From the patch thread below, repeat word for word the passage between "[Mesa-dev] [PATCH 2/6]" and "insertions(+), 1 deletion(-)", inclusive.

■ **TEXT TO READ**
[BEGIN]
[Mesa-dev] [PATCH 2/6] glsl: Implement any(v) as any_nequal(v, false).

Tue Dec 1 11:28:20 PST 2015

On Tue, Dec 1, 2015 at 2:13 PM, Ian Romanick <idr at freedesktop.org> wrote:
> On 11/30/2015 04:41 PM, Ilia Mirkin wrote:
>> On Mon, Nov 30, 2015 at 7:15 PM, Matt Turner <mattst88 at gmail.com> wrote:
>>> On Mon, Nov 30, 2015 at 3:51 PM, Ilia Mirkin <imirkin at alum.mit.edu> wrote:
>>>> On Mon, Nov 30, 2015 at 6:38 PM, Matt Turner <mattst88 at gmail.com> wrote:
>>>>> On Mon, Nov 30, 2015 at 3:34 PM, Ilia Mirkin <imirkin at alum.mit.edu> wrote:
>>>>>> On Mon, Nov 30, 2015 at 6:32 PM, Matt Turner <mattst88 at gmail.com> wrote:
>>>>>>> ---
>>>>>>>  src/glsl/builtin_functions.cpp | 15 ++++++++++++++-
>>>>>>>  1 file changed, 14 insertions(+), 1 deletion(-)
>>>>>>>
>>>>>>> diff --git a/src/glsl/builtin_functions.cpp b/src/glsl/builtin_functions.cpp
>>>>>>> index 88f9a71..2f21ffc 100644
>>>>>>> --- a/src/glsl/builtin_functions.cpp
>>>>>>> +++ b/src/glsl/builtin_functions.cpp
>>>>>>> @@ -538,6 +538,7 @@ private:
>>>>>>>     ir_variable *in_var(const glsl_type *type, const char *name);
>>>>>>>     ir_variable *out_var(const glsl_type *type, const char *name);
>>>>>>>     ir_constant *imm(float f, unsigned vector_elements=1);
>>>>>>> +   ir_constant *imm(bool b, unsigned vector_elements=1);
>>>>>>>     ir_constant *imm(int i, unsigned vector_elements=1);
>>>>>>>     ir_constant *imm(unsigned u, unsigned vector_elements=1);
>>>>>>>     ir_constant *imm(double d, unsigned vector_elements=1);
>>>>>>> @@ -3000,6 +3001,12 @@ builtin_builder::out_var(const glsl_type *type, const char *name)
>>>>>>>  }
>>>>>>>
>>>>>>>  ir_constant *
>>>>>>> +builtin_builder::imm(bool b, unsigned vector_elements)
>>>>>>> +{
>>>>>>> +   return new(mem_ctx) ir_constant(b, vector_elements);
>>>>>>> +}
>>>>>>> +
>>>>>>> +ir_constant *
>>>>>>>  builtin_builder::imm(float f, unsigned vector_elements)
>>>>>>>  {
>>>>>>>     return new(mem_ctx) ir_constant(f, vector_elements);
>>>>>>> @@ -4358,7 +4365,13 @@ builtin_builder::_notEqual(builtin_available_predicate avail,
>>>>>>>  ir_function_signature *
>>>>>>>  builtin_builder::_any(const glsl_type *type)
[END]
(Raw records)
[BEGIN]
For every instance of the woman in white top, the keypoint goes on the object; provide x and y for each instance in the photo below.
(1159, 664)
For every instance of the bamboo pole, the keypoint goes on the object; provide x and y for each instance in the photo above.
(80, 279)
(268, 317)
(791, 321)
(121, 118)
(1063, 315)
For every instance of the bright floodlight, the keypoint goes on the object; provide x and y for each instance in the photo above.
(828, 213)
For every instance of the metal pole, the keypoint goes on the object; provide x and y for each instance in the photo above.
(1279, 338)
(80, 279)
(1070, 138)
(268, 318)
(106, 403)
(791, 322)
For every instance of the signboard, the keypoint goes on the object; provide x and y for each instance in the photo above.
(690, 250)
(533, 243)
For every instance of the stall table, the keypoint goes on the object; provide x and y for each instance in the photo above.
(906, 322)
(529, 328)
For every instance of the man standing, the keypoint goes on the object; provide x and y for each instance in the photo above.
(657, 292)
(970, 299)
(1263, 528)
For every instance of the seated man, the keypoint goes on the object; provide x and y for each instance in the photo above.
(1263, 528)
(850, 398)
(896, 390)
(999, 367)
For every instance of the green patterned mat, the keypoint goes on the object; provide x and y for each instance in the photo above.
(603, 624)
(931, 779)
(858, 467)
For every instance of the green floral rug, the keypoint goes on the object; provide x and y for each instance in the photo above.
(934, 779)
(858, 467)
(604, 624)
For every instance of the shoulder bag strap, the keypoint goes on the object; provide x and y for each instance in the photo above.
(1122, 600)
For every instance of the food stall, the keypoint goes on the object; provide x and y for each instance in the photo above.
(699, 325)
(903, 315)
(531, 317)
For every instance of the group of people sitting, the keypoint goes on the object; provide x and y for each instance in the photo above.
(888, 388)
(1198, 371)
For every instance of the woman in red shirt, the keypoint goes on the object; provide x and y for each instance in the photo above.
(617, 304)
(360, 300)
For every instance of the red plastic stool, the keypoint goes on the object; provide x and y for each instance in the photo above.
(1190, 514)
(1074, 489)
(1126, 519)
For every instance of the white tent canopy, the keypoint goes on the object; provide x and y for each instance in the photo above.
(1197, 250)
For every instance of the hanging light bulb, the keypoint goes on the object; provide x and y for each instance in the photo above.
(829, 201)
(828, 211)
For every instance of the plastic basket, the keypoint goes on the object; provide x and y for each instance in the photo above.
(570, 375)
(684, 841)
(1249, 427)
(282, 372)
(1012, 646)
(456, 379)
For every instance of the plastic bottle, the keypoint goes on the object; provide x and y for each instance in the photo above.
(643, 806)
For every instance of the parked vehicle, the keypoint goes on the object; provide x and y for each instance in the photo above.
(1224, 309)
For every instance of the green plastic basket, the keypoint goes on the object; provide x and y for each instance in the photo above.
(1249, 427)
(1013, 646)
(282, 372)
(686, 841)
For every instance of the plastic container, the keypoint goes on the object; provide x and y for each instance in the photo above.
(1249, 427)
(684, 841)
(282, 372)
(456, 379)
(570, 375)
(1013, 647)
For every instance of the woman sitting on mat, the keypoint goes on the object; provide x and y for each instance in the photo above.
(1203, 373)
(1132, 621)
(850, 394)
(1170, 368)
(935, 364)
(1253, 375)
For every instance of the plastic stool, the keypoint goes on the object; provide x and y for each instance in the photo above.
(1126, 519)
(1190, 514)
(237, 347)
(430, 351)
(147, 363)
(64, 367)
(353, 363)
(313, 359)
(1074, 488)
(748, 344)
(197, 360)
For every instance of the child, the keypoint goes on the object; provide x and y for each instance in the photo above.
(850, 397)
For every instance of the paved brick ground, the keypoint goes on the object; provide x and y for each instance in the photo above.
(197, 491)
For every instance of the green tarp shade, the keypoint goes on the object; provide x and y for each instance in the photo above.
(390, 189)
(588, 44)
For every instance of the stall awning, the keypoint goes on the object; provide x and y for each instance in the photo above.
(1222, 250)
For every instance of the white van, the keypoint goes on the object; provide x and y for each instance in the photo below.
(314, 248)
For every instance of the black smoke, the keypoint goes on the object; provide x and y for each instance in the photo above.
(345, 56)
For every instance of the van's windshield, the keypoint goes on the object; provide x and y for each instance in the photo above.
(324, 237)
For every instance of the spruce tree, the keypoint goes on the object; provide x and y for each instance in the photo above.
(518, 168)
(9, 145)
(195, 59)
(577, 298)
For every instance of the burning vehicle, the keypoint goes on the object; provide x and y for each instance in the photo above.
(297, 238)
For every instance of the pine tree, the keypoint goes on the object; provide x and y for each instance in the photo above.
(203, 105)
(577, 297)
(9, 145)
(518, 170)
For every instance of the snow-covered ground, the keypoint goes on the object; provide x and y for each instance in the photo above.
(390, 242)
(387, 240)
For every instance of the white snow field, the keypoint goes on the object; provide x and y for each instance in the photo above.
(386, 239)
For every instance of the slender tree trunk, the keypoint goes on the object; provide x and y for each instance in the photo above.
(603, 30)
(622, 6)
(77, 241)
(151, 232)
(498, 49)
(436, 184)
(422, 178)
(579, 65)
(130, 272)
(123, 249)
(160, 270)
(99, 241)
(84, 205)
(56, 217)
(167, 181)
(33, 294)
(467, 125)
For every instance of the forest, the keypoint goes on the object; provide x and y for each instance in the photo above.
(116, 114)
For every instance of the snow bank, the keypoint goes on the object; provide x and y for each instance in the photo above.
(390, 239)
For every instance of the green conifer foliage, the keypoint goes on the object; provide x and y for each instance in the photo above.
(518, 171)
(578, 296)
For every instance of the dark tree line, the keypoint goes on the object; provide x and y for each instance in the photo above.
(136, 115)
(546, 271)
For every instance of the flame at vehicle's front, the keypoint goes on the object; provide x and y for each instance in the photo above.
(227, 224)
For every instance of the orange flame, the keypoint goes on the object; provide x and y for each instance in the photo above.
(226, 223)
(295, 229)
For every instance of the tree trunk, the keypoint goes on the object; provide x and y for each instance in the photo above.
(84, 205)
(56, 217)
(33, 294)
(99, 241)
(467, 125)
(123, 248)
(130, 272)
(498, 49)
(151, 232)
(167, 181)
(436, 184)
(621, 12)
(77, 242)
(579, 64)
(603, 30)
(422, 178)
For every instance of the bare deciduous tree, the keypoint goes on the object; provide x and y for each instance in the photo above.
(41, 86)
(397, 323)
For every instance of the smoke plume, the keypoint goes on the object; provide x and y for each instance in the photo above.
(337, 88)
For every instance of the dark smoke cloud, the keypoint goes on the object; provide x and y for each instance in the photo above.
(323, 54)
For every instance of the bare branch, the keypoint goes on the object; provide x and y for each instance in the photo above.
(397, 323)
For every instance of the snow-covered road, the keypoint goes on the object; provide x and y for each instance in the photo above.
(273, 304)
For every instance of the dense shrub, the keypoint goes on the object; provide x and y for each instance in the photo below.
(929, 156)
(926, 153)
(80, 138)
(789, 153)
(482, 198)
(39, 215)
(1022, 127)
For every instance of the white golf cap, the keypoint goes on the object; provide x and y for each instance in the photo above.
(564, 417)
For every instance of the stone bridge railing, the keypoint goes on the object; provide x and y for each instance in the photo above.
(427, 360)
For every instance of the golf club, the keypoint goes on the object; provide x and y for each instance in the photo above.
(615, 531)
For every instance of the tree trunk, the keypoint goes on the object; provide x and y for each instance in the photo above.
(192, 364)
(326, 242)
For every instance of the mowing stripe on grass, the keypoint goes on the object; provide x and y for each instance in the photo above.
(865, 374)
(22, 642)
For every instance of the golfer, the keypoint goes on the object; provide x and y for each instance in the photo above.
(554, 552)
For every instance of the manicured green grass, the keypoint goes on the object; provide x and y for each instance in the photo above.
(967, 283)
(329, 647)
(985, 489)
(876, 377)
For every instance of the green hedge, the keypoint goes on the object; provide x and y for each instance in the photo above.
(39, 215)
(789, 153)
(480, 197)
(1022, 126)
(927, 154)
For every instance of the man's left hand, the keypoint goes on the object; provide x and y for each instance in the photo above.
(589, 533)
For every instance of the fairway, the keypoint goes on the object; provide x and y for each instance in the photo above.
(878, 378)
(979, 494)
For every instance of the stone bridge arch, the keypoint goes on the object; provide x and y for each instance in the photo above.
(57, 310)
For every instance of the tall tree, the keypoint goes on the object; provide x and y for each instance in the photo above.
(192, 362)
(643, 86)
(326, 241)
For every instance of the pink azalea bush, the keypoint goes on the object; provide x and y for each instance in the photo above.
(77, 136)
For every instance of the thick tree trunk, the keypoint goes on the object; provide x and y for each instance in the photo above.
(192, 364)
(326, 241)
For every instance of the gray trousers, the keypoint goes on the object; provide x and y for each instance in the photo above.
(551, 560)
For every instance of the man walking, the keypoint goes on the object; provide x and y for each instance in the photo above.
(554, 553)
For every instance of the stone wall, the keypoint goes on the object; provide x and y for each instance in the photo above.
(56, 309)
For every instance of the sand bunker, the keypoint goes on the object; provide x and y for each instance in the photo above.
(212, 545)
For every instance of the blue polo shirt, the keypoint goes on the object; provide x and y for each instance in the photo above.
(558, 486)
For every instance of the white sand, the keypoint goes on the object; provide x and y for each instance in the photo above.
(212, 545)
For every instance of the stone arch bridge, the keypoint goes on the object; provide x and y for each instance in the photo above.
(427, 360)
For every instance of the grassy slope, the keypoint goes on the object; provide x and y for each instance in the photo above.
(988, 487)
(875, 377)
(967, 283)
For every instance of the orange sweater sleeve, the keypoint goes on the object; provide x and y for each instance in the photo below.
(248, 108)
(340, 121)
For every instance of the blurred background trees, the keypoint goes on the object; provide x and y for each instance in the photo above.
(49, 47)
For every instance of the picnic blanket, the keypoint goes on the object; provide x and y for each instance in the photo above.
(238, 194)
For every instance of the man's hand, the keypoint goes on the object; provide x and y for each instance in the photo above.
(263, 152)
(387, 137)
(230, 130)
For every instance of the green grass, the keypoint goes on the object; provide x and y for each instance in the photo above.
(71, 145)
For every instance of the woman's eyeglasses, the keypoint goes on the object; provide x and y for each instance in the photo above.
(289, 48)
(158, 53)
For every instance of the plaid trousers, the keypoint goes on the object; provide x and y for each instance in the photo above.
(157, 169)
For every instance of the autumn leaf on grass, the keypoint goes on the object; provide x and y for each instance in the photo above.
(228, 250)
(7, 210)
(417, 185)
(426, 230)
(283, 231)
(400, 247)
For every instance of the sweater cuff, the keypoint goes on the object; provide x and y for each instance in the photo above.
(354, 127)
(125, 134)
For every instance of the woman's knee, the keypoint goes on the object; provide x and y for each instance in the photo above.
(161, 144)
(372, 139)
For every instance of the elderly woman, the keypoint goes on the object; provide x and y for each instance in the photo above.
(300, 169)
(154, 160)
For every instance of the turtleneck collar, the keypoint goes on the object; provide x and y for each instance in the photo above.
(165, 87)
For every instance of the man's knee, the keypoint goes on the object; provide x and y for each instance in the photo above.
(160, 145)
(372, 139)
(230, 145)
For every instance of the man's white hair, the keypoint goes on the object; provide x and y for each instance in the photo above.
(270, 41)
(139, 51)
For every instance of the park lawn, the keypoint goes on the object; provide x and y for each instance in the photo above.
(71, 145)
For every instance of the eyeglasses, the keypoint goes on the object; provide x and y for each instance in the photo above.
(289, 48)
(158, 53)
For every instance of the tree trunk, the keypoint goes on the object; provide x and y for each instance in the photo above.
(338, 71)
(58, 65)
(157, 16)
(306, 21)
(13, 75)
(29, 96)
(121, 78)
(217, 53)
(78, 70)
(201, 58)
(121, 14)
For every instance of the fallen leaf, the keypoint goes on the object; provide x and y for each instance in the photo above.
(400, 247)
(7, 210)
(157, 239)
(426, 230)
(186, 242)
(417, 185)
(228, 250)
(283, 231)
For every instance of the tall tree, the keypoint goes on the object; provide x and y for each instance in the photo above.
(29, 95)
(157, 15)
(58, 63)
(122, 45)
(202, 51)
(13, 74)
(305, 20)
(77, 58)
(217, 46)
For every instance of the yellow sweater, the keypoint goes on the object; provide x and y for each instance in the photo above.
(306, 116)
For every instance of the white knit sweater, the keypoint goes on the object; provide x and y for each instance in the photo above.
[END]
■ **SOLUTION**
[Mesa-dev] [PATCH 2/6] glsl: Implement any(v) as any_nequal(v, false).

Tue Dec 1 11:28:20 PST 2015

On Tue, Dec 1, 2015 at 2:13 PM, Ian Romanick <idr at freedesktop.org> wrote:
> On 11/30/2015 04:41 PM, Ilia Mirkin wrote:
>> On Mon, Nov 30, 2015 at 7:15 PM, Matt Turner <mattst88 at gmail.com> wrote:
>>> On Mon, Nov 30, 2015 at 3:51 PM, Ilia Mirkin <imirkin at alum.mit.edu> wrote:
>>>> On Mon, Nov 30, 2015 at 6:38 PM, Matt Turner <mattst88 at gmail.com> wrote:
>>>>> On Mon, Nov 30, 2015 at 3:34 PM, Ilia Mirkin <imirkin at alum.mit.edu> wrote:
>>>>>> On Mon, Nov 30, 2015 at 6:32 PM, Matt Turner <mattst88 at gmail.com> wrote:
>>>>>>> ---
>>>>>>>  src/glsl/builtin_functions.cpp | 15 ++++++++++++++-
>>>>>>>  1 file changed, 14 insertions(+), 1 deletion(-)